Dataset content
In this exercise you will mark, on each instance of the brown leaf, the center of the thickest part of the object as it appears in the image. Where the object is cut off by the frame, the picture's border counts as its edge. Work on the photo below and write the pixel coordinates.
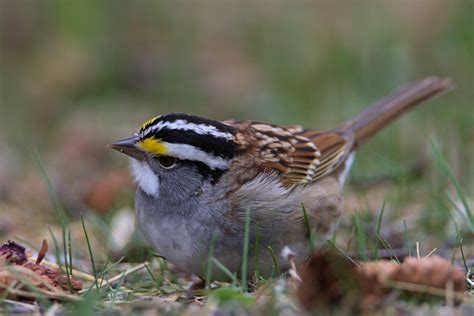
(13, 253)
(42, 252)
(16, 268)
(329, 279)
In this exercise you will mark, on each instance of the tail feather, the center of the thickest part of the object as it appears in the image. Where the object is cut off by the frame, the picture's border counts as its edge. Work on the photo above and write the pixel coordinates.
(389, 108)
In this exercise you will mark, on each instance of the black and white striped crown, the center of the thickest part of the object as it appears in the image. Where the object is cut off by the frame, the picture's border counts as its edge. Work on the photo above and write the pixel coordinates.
(190, 137)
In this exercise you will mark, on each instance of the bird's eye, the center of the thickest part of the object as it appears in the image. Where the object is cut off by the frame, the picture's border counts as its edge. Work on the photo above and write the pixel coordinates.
(167, 162)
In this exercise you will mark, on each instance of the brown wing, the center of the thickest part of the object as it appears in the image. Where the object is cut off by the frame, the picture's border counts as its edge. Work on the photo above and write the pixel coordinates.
(301, 156)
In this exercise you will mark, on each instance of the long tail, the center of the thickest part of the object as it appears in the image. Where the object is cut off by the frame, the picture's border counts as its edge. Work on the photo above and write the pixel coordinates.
(381, 113)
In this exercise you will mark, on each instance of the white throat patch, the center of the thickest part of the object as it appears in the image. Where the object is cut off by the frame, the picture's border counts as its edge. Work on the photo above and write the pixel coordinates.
(145, 178)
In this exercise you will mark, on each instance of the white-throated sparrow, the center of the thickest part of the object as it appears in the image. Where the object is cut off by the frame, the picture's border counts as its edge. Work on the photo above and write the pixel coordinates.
(198, 177)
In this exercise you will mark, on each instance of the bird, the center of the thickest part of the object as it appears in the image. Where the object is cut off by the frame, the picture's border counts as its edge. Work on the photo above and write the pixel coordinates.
(199, 181)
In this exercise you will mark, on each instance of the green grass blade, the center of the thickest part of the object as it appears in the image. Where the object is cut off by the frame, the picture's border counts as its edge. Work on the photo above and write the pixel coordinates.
(360, 238)
(310, 232)
(276, 266)
(407, 240)
(449, 172)
(379, 227)
(245, 254)
(257, 251)
(89, 247)
(209, 262)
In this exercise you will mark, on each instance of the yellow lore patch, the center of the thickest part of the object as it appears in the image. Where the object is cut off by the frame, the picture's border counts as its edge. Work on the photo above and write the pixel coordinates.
(153, 145)
(147, 123)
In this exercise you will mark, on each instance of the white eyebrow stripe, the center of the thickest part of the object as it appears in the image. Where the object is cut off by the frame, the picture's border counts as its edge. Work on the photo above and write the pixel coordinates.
(184, 125)
(189, 152)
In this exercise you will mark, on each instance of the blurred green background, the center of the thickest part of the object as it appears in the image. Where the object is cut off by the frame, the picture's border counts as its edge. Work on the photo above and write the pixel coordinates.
(77, 75)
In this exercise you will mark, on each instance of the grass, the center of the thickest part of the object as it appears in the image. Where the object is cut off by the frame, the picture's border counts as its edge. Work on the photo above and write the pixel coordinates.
(315, 64)
(444, 166)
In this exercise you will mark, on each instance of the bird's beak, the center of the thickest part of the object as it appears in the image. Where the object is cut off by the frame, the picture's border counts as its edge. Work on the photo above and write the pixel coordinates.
(128, 147)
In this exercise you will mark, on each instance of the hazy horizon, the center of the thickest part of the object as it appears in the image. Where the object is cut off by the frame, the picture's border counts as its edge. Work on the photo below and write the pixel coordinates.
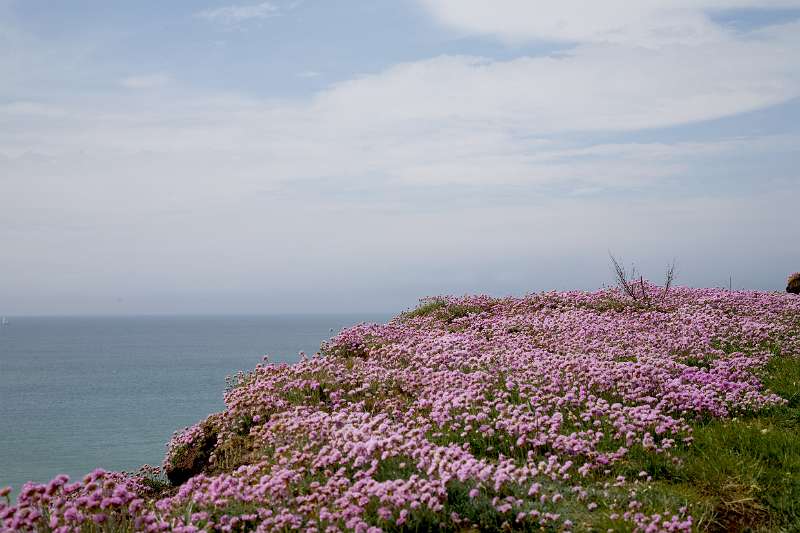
(217, 158)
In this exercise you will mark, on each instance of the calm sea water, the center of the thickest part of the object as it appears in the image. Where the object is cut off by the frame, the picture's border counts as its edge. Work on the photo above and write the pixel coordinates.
(81, 393)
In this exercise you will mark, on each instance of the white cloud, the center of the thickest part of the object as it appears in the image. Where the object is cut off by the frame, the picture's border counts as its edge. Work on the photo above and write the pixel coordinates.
(453, 158)
(146, 81)
(640, 22)
(239, 13)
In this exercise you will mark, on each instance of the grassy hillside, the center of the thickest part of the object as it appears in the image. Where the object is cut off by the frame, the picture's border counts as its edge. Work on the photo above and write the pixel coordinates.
(557, 411)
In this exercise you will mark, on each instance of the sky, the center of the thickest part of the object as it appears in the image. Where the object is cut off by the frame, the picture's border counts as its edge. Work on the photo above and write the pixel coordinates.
(296, 156)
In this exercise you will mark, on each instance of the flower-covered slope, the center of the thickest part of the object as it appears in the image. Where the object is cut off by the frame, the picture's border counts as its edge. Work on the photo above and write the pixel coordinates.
(517, 413)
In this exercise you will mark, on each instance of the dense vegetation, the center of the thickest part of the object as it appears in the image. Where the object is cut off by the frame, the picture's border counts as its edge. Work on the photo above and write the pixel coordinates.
(556, 411)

Work to be completed
Retype the records verbatim, excluding each image they hold.

Exercise solution
In this exercise you will mark, on each instance of the brown leaf, the center of the thickest part of the object as it appears in the image. Where the object is cut off by the frame, the picture's border counts as its edge. Work on the photo below and write the pixel coordinates.
(13, 253)
(42, 252)
(16, 268)
(329, 279)
In this exercise you will mark, on each instance of the tail feather, the center of the thickest part of the object as it appears in the image. Where the object is cut off by the frame, the picture's border counts as its edge. Work on the photo above and write the pixel coordinates.
(389, 108)
In this exercise you will mark, on each instance of the black and white striped crown, the center of the thickest part of the object as it appears in the image. Where the object is cut off by the frame, the picture's border counts as its edge. Work on the photo above and write the pixel coordinates.
(190, 137)
In this exercise you will mark, on each instance of the bird's eye, the center of the thickest part of the object as it appears in the image. Where the object is cut off by the frame, the picture's border counts as its edge. Work on the photo above and write the pixel coordinates.
(167, 162)
In this exercise you will mark, on each instance of the brown wing, the center of the thickest part of the object as it appears in the image. Where the object is cut off by the frame, the picture's border counts as its edge. Work on the photo above and write the pixel coordinates.
(301, 156)
In this exercise you will mark, on each instance of the long tail, the center of the thickest part of the object as it appears in the image. Where the object is cut off by the frame, the picture's border counts as its edge. Work on the photo above and write the pixel coordinates.
(381, 113)
In this exercise you will mark, on each instance of the white throat patch, the center of the thickest part of the object as it appears in the image. Where the object is cut off by the frame, the picture's border counts as its edge. Work on the photo above and write the pixel coordinates.
(145, 178)
In this exercise you will mark, on each instance of the white-throated sparrow, the center of the thickest part of the object as it appears in the image. Where the object is cut off by the frame, the picture's border counts as its edge. Work on the photo above and write the pixel coordinates.
(198, 177)
In this exercise you will mark, on each instance of the bird, the center of the thickest part of the object as it appears in the image. Where the object is cut off by the frame, the picture's border counts as its edge. Work on the photo above and write the pixel coordinates.
(199, 181)
In this exercise you will mark, on each instance of the green grass blade, the center of the thickest part of the object as it appears in the image. Where the object is cut off by the frame, the picture's border counts as its edge. Work on the photo above and write the pixel coordinates.
(360, 238)
(310, 232)
(276, 266)
(407, 240)
(449, 172)
(379, 227)
(245, 254)
(257, 251)
(89, 247)
(209, 262)
In this exercise you will mark, on each instance of the yellow lore patch, the center of the thickest part of the object as it appears in the image. Where the object is cut off by the frame, the picture's border counts as its edge. Work on the photo above and write the pixel coordinates.
(153, 145)
(147, 123)
In this exercise you will mark, on each instance of the white eyebrow stripe, the center of the thickest part of the object as it appears in the image. Where the object is cut off by the frame, the picture's border counts as its edge. Work on the photo above and write the pixel coordinates.
(184, 125)
(189, 152)
In this exercise you will mark, on each instance of the blurred green background, the center of the thickest part of the object as it appears in the image. Where the object is cut off by the frame, the picture's border counts as its edge. Work on the photo above and write the pixel coordinates.
(77, 75)
In this exercise you will mark, on each instance of the grass, the center of the thickest part of the object as it appears in the image. Where the object is cut off by the frame, the picture's border counts as its edge. Work on the photo above and write the pixel coordinates.
(315, 64)
(444, 166)
In this exercise you will mark, on each instance of the bird's beak, the center of the thickest part of the object as it appears in the image. Where the object is cut off by the frame, the picture's border counts as its edge. Work on the photo above and write the pixel coordinates.
(128, 147)
In this exercise you will mark, on each instance of the hazy horizon, the center of the thickest part of the object as it appears in the image. Where the object is cut off by the frame, the picture's border counts as its edge. Work on the photo below and write the pixel coordinates.
(217, 158)
In this exercise you will mark, on each instance of the calm sea water, the center of the thickest part of the object as it appears in the image. Where the object is cut off by the frame, the picture's border counts as its edge. Work on the photo above and write the pixel coordinates.
(81, 393)
In this exercise you will mark, on each instance of the white cloud, the center of the thickest part of the object as it appears in the image. Where the object is cut off by the frame, the picture's border counts as its edge. Work on the photo above and write the pixel coordinates.
(453, 158)
(146, 81)
(640, 22)
(239, 13)
In this exercise you will mark, on each instance of the grassy hillside, the center of the thickest part of the object as it appears in the image. Where the object is cut off by the frame, the picture's border counts as its edge. Work on the photo above and write the pixel coordinates.
(557, 411)
In this exercise you will mark, on each instance of the sky, the center of the thickest part of the object as it appears in the image. Where the object is cut off by the frame, the picture's border counts as its edge. Work on the photo above and write the pixel coordinates.
(296, 156)
In this exercise you will mark, on each instance of the flower-covered slope, the center of the thickest part of the object as it appears in the image. Where the object is cut off by the frame, the picture's border counts as its edge. Work on the photo above and write the pixel coordinates.
(517, 413)
In this exercise you will mark, on each instance of the dense vegetation, the center of the thickest part of the object as it appears in the image. Where the object is cut off by the frame, the picture's border counts as its edge. Work on the photo above and write the pixel coordinates.
(556, 411)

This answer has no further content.